→ Written instruction: Reproduce the article below about Black women executives leaving Hollywood, word for word and in full, before turning to the entries.

→ Article:

———

Lola Smallwood Cuevas

More Black women executives are leaving industry

An unexpected byproduct of the Supreme Court decision to sharply curtail the use of affirmative action in college admissions and professional employment has resulted in Hollywood witnessing an exodus in recent weeks of senior-level African-American women in executive positions. The departures could signal a wider problem for diversity, equity and inclusion (DEI) in the entertainment industry.

The issue led a group of state legislators in the California Legislative Black Caucus to conduct a press conference last week to express their concern about the abrupt departures. The legislators have called on the (currently embattled) film studios to meet with the Black Caucus to explain the sudden removals–particularly since they have occurred days after the State Legislature approved a $1.6 billion in Film Tax Credit initiative to provide tax incentives to increased filming in California.

The legislators who spoke at the press conference were Assemblymember Mike Gipson (D-Carson), Senator Lena Gonzalez (D-Long Beach), Assemblymember Ash Kalra (D-San Jose), Assemblymember Tina McKinnor (D-Inglewood), Senator Dave Min (D-Orange County), Assemblymembger Luz Rivas (D-San Fernando Valley), Senator Nancy Skinner (D-Berkeley), Senator Lola Smallwood-Cuevas (D-Los Angeles) and Assemblymember Phil Tin (D-San Francisco).

———

→ Records:
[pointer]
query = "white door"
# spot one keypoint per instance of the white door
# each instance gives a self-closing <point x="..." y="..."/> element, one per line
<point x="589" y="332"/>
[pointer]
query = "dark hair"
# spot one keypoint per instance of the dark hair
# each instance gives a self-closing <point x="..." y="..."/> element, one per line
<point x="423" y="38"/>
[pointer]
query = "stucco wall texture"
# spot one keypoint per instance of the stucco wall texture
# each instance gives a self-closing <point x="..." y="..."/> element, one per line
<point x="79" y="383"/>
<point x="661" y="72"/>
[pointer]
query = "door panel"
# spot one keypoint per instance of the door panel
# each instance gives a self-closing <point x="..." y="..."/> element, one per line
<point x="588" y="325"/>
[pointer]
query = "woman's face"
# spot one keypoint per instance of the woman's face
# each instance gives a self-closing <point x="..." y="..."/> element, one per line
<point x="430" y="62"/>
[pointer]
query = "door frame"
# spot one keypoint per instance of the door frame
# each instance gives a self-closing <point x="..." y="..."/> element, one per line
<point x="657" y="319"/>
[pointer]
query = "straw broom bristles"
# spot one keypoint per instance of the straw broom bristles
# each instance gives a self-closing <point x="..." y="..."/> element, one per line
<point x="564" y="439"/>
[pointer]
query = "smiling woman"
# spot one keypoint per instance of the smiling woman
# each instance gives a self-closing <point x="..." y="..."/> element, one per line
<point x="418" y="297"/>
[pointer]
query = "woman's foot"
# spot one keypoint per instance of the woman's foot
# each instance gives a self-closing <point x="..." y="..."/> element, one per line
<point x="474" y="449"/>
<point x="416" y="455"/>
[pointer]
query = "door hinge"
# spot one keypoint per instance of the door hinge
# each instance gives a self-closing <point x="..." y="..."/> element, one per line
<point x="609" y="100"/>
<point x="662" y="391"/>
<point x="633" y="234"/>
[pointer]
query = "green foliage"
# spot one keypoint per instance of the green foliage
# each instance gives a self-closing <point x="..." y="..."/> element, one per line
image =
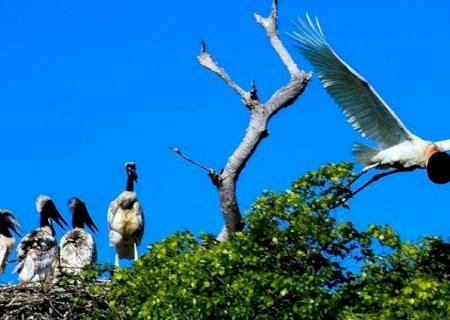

———

→ Answer for the task:
Lola Smallwood Cuevas

More Black women executives are leaving industry

An unexpected byproduct of the Supreme Court decision to sharply curtail the use of affirmative action in college admissions and professional employment has resulted in Hollywood witnessing an exodus in recent weeks of senior-level African-American women in executive positions. The departures could signal a wider problem for diversity, equity and inclusion (DEI) in the entertainment industry.

The issue led a group of state legislators in the California Legislative Black Caucus to conduct a press conference last week to express their concern about the abrupt departures. The legislators have called on the (currently embattled) film studios to meet with the Black Caucus to explain the sudden removals–particularly since they have occurred days after the State Legislature approved a $1.6 billion in Film Tax Credit initiative to provide tax incentives to increased filming in California.

The legislators who spoke at the press conference were Assemblymember Mike Gipson (D-Carson), Senator Lena Gonzalez (D-Long Beach), Assemblymember Ash Kalra (D-San Jose), Assemblymember Tina McKinnor (D-Inglewood), Senator Dave Min (D-Orange County), Assemblymembger Luz Rivas (D-San Fernando Valley), Senator Nancy Skinner (D-Berkeley), Senator Lola Smallwood-Cuevas (D-Los Angeles) and Assemblymember Phil Tin (D-San Francisco).